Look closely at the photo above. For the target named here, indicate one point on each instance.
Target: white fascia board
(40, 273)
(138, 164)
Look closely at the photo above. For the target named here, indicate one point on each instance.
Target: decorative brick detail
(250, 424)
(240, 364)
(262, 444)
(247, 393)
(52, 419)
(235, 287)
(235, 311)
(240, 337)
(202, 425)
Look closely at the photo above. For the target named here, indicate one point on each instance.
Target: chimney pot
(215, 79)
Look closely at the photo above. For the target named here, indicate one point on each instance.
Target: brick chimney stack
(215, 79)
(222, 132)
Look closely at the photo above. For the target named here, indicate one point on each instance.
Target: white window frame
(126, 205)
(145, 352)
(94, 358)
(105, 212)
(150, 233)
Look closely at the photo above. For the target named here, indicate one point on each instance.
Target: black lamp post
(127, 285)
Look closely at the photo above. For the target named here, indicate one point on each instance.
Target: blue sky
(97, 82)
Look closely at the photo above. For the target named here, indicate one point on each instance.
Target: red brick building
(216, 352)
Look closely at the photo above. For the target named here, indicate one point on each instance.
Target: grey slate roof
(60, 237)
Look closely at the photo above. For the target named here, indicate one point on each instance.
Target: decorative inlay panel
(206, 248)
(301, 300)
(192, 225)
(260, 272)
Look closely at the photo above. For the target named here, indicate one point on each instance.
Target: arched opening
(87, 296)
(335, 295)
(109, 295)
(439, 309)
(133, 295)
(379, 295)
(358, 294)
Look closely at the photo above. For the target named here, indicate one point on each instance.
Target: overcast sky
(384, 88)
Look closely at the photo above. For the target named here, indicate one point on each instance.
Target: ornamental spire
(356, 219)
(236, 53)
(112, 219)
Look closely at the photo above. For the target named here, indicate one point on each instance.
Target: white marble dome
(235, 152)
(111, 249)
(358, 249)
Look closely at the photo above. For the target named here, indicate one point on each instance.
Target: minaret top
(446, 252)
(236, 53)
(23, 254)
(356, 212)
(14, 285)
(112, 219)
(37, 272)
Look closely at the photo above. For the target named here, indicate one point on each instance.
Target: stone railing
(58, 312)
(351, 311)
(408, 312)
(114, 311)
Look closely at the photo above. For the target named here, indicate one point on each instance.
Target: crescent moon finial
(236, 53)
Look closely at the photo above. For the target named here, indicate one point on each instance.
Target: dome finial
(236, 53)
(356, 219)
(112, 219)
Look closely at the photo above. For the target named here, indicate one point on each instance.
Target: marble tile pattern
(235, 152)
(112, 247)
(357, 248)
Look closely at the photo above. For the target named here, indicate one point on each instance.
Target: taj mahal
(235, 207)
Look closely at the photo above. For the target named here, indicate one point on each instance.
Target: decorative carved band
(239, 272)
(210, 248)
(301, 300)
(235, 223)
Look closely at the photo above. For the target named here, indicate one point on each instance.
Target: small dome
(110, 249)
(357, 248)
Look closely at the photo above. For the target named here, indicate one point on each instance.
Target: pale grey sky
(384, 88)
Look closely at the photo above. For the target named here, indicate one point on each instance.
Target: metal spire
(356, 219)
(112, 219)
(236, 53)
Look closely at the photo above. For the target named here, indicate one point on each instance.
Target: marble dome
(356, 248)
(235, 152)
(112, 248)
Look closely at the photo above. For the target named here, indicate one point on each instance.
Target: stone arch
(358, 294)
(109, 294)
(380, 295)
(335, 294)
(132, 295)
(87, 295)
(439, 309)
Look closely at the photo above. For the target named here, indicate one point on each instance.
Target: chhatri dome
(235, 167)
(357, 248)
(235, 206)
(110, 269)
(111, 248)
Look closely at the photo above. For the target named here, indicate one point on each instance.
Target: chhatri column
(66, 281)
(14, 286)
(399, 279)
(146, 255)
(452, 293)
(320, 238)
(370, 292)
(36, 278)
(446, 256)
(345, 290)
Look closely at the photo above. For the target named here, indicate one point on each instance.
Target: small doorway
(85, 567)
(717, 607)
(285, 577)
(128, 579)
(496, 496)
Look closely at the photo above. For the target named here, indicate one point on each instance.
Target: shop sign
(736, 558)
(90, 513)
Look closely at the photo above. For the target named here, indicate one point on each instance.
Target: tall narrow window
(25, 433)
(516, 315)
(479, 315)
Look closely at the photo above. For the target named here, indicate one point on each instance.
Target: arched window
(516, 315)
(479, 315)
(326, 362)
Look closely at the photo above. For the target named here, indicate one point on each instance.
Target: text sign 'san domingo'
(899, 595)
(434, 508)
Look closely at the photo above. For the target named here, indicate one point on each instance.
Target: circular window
##############################
> _EXERCISE GOAL_
Return every line of the rows above that contains the word "stone", matching case exactly.

> _EXPECTED OUTPUT_
Target: stone railing
Target: stone arch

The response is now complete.